━━━ PROVIDED DATA

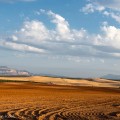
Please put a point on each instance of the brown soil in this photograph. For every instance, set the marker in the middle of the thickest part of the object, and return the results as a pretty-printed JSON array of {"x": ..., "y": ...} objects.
[{"x": 35, "y": 101}]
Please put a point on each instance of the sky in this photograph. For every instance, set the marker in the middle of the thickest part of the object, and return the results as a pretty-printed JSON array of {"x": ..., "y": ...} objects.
[{"x": 75, "y": 38}]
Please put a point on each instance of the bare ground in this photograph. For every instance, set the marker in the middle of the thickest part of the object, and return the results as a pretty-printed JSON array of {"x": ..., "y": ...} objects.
[{"x": 35, "y": 101}]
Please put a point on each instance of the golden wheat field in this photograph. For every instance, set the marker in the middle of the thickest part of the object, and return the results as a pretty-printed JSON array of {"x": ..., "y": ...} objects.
[{"x": 36, "y": 101}]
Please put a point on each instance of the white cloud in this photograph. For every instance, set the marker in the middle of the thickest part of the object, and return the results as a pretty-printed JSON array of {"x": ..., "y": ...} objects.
[
  {"x": 110, "y": 8},
  {"x": 90, "y": 8},
  {"x": 115, "y": 16},
  {"x": 20, "y": 47},
  {"x": 35, "y": 36}
]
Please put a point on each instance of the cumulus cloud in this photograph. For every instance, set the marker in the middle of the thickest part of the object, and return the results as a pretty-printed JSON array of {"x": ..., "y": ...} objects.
[
  {"x": 35, "y": 36},
  {"x": 109, "y": 8},
  {"x": 20, "y": 47},
  {"x": 90, "y": 8}
]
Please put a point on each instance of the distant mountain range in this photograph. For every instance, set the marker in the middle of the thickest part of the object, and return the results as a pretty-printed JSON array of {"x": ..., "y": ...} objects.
[
  {"x": 6, "y": 71},
  {"x": 111, "y": 76}
]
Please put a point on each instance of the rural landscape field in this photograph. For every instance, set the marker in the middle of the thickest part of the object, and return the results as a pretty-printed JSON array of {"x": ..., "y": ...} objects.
[
  {"x": 59, "y": 59},
  {"x": 30, "y": 100}
]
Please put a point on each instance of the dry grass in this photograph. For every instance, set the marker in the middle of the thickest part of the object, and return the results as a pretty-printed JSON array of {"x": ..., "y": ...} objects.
[
  {"x": 35, "y": 101},
  {"x": 64, "y": 81}
]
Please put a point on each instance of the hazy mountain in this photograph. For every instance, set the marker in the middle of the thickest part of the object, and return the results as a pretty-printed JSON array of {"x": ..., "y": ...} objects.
[
  {"x": 4, "y": 70},
  {"x": 111, "y": 76}
]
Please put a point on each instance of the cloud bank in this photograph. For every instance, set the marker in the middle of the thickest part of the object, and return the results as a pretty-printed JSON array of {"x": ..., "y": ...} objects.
[
  {"x": 109, "y": 8},
  {"x": 35, "y": 36}
]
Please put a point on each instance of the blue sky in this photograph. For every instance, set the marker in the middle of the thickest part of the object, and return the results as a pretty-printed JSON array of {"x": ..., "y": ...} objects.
[{"x": 76, "y": 38}]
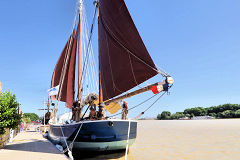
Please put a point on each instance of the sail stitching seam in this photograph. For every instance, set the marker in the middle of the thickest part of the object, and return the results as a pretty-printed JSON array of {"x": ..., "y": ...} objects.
[{"x": 124, "y": 47}]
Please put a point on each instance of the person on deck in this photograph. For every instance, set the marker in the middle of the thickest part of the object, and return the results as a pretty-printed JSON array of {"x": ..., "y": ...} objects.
[
  {"x": 124, "y": 110},
  {"x": 93, "y": 115}
]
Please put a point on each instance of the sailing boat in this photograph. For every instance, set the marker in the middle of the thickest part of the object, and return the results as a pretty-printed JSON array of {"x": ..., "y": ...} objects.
[{"x": 124, "y": 63}]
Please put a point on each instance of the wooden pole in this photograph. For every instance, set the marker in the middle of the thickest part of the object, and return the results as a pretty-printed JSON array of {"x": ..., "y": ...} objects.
[{"x": 127, "y": 95}]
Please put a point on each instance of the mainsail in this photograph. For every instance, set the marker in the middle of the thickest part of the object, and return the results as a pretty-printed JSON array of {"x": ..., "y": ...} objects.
[
  {"x": 124, "y": 61},
  {"x": 64, "y": 72}
]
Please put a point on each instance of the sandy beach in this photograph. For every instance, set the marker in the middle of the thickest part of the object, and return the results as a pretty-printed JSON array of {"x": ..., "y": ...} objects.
[
  {"x": 188, "y": 140},
  {"x": 184, "y": 140}
]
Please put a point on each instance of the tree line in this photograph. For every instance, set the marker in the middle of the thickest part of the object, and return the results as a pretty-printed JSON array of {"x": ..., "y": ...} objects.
[
  {"x": 9, "y": 112},
  {"x": 220, "y": 111}
]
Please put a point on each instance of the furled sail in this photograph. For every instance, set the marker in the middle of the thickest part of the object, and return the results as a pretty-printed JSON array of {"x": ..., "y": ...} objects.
[
  {"x": 64, "y": 72},
  {"x": 124, "y": 61}
]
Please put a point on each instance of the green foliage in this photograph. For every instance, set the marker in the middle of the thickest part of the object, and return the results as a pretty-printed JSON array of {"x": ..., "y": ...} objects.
[
  {"x": 26, "y": 119},
  {"x": 32, "y": 116},
  {"x": 237, "y": 113},
  {"x": 177, "y": 115},
  {"x": 221, "y": 111},
  {"x": 9, "y": 117},
  {"x": 198, "y": 111},
  {"x": 164, "y": 115}
]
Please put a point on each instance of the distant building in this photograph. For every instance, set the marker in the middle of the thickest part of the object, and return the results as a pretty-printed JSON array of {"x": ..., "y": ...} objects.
[{"x": 202, "y": 117}]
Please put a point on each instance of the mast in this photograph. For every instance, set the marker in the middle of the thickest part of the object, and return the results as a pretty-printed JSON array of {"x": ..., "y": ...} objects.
[{"x": 79, "y": 54}]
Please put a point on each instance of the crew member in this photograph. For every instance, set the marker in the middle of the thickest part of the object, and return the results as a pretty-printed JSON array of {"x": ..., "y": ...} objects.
[
  {"x": 93, "y": 115},
  {"x": 124, "y": 110}
]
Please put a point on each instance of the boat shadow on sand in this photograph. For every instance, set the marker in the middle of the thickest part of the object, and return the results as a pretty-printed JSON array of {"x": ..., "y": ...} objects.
[{"x": 104, "y": 155}]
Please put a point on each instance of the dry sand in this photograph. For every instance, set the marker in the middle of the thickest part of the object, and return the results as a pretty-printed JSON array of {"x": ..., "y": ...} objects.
[
  {"x": 184, "y": 140},
  {"x": 169, "y": 140},
  {"x": 187, "y": 140}
]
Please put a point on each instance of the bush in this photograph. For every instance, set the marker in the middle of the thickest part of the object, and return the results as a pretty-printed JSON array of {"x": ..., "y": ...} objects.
[
  {"x": 32, "y": 116},
  {"x": 9, "y": 117}
]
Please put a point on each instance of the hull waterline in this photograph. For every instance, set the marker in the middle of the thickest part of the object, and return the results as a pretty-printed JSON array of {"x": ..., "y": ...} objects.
[{"x": 100, "y": 135}]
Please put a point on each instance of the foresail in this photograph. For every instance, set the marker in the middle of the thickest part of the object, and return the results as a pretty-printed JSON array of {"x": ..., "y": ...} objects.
[
  {"x": 123, "y": 58},
  {"x": 64, "y": 72}
]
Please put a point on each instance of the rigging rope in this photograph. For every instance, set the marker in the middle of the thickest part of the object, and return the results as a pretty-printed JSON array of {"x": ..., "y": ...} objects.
[
  {"x": 88, "y": 45},
  {"x": 135, "y": 105}
]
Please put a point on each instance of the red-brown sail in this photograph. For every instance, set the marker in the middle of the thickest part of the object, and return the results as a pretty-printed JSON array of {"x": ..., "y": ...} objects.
[
  {"x": 66, "y": 63},
  {"x": 123, "y": 58}
]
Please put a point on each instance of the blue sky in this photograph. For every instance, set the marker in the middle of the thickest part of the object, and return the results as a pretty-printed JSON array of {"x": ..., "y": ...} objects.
[{"x": 197, "y": 42}]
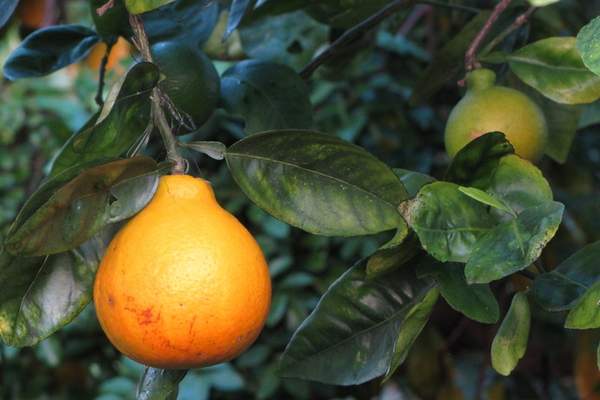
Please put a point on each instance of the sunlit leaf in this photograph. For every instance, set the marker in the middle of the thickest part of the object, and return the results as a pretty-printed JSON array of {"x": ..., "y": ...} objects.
[
  {"x": 554, "y": 67},
  {"x": 514, "y": 244}
]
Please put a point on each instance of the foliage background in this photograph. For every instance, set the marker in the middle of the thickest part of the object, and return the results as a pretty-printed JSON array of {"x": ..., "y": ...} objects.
[{"x": 363, "y": 97}]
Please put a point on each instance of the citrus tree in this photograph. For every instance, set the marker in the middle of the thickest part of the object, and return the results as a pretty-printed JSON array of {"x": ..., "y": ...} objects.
[{"x": 118, "y": 216}]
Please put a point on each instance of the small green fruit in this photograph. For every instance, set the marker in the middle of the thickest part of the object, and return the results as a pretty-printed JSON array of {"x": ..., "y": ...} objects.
[
  {"x": 190, "y": 79},
  {"x": 489, "y": 108}
]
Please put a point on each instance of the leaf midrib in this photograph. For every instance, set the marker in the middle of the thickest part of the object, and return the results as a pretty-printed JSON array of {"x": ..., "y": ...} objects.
[{"x": 365, "y": 331}]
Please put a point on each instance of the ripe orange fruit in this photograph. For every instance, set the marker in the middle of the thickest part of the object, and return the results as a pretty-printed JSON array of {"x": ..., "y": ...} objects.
[
  {"x": 488, "y": 108},
  {"x": 120, "y": 50},
  {"x": 183, "y": 284}
]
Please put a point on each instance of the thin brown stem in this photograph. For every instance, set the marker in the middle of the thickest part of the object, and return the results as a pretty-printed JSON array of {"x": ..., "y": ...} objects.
[
  {"x": 471, "y": 54},
  {"x": 519, "y": 21},
  {"x": 352, "y": 34},
  {"x": 140, "y": 40}
]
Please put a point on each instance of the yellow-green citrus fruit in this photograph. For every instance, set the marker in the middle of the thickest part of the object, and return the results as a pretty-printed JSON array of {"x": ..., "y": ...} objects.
[
  {"x": 183, "y": 284},
  {"x": 489, "y": 108},
  {"x": 191, "y": 80}
]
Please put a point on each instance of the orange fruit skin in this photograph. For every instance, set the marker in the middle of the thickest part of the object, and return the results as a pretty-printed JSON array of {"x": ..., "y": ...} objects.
[
  {"x": 183, "y": 284},
  {"x": 120, "y": 50}
]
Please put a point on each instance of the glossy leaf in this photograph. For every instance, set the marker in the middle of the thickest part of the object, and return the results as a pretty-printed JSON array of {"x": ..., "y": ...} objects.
[
  {"x": 518, "y": 184},
  {"x": 49, "y": 49},
  {"x": 587, "y": 44},
  {"x": 474, "y": 163},
  {"x": 510, "y": 343},
  {"x": 121, "y": 123},
  {"x": 393, "y": 254},
  {"x": 142, "y": 6},
  {"x": 7, "y": 7},
  {"x": 485, "y": 198},
  {"x": 514, "y": 244},
  {"x": 585, "y": 314},
  {"x": 159, "y": 384},
  {"x": 75, "y": 212},
  {"x": 413, "y": 181},
  {"x": 238, "y": 10},
  {"x": 317, "y": 182},
  {"x": 267, "y": 96},
  {"x": 554, "y": 67},
  {"x": 413, "y": 324},
  {"x": 185, "y": 21},
  {"x": 349, "y": 337},
  {"x": 447, "y": 222},
  {"x": 476, "y": 302},
  {"x": 562, "y": 287},
  {"x": 42, "y": 294}
]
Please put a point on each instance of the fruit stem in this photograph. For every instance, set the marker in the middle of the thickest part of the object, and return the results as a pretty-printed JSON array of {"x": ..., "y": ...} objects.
[
  {"x": 140, "y": 40},
  {"x": 352, "y": 34},
  {"x": 470, "y": 56}
]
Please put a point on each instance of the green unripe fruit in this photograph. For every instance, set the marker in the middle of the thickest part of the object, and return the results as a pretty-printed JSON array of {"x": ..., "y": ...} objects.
[
  {"x": 190, "y": 79},
  {"x": 489, "y": 108}
]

━━━━━━

After locating the line that holds "Please put a point on each instance of the green unripe", print it and each line after it through the end of the data, exactly as it stands.

■ **WRITTEN REPLY**
Please put a point on each instance of the green unripe fruit in this photograph. For every instance, set the marker in the middle of the thickest part of the object, and return the results as a pretty-printed JSON array of {"x": ..., "y": ...} objects.
[
  {"x": 190, "y": 79},
  {"x": 489, "y": 108}
]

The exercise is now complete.